(Stored data)
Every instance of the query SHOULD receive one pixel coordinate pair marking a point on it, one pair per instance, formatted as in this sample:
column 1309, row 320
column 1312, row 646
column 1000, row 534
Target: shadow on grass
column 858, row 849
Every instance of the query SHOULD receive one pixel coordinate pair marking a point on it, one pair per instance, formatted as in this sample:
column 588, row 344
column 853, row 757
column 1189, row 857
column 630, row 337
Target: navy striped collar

ACTIVITY ::
Give the data back exactly as it stands.

EXPECTED ANSWER ::
Every instance of the query SHOULD receive one pixel coordinate pair marking a point on it, one pair per instance, formatted as in this sample:
column 1309, row 320
column 1312, row 646
column 1000, row 534
Target: shadow on grass
column 858, row 849
Every instance of the query SHOULD receive one pixel coordinate pair marking a point on it, one pair per instance, formatted as in this sample:
column 588, row 344
column 853, row 757
column 1189, row 857
column 630, row 337
Target: navy striped collar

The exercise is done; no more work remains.